■ Selected text
%%
- Active: 1908–1939
- Country: Canada
- Branch: Canadian Militia
- Type: Hussars
- Role: Cavalry, armoured car
- Size: One regiment
- Part of: Non-Permanent Active Militia
- Garrison/HQ: Vancouver, British Columbia
- Mottos: Latin: arma pacis fulcra, lit. 'weapons of peace'
- Engagements: First World War
- Battle honours: Ypres, 1915; Festubert, 1915;

= British Columbia Hussars =

The British Columbia Hussars was a light cavalry regiment of the Non-Permanent Active Militia of the Canadian Militia (now the Canadian Army). In 1939, the regiment was converted from light armour to artillery.

== Lineage ==

- Originated on 1 April 1908, as the British Columbia Horse.
- Reorganised on 1 December 1911, into two separate regiments: the 1st Regiment, British Columbia Horse (now The British Columbia Dragoons) and the 2nd Regiment, British Columbia Horse.
- Redesignated on 15 April 1912, as the 31st Regiment, British Columbia Horse.
- Redesignated on 1 November 1920, as the 5th British Columbia Light Horse.
- Redesignated on 15 August 1932, as the British Columbia Hussars.
%%
■ Provided material
%%
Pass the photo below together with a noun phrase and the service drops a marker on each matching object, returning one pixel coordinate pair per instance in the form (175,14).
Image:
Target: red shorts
%%
■ Actions to take
a) Print, without any change, the part of the British Columbia Hussars article above that begins at the words "- Redesignated on 15 April" and stops after "Columbia Light Horse.".
b) What are all the full dates (day, month and year) given in the Lineage section of the British Columbia Hussars article above?

■ Problem solutions
a)
- Redesignated on 15 April 1912, as the 31st Regiment, British Columbia Horse.
- Redesignated on 1 November 1920, as the 5th British Columbia Light Horse.

b)
- 1 April 1908
- 1 December 1911
- 15 April 1912
- 1 November 1920
- 15 August 1932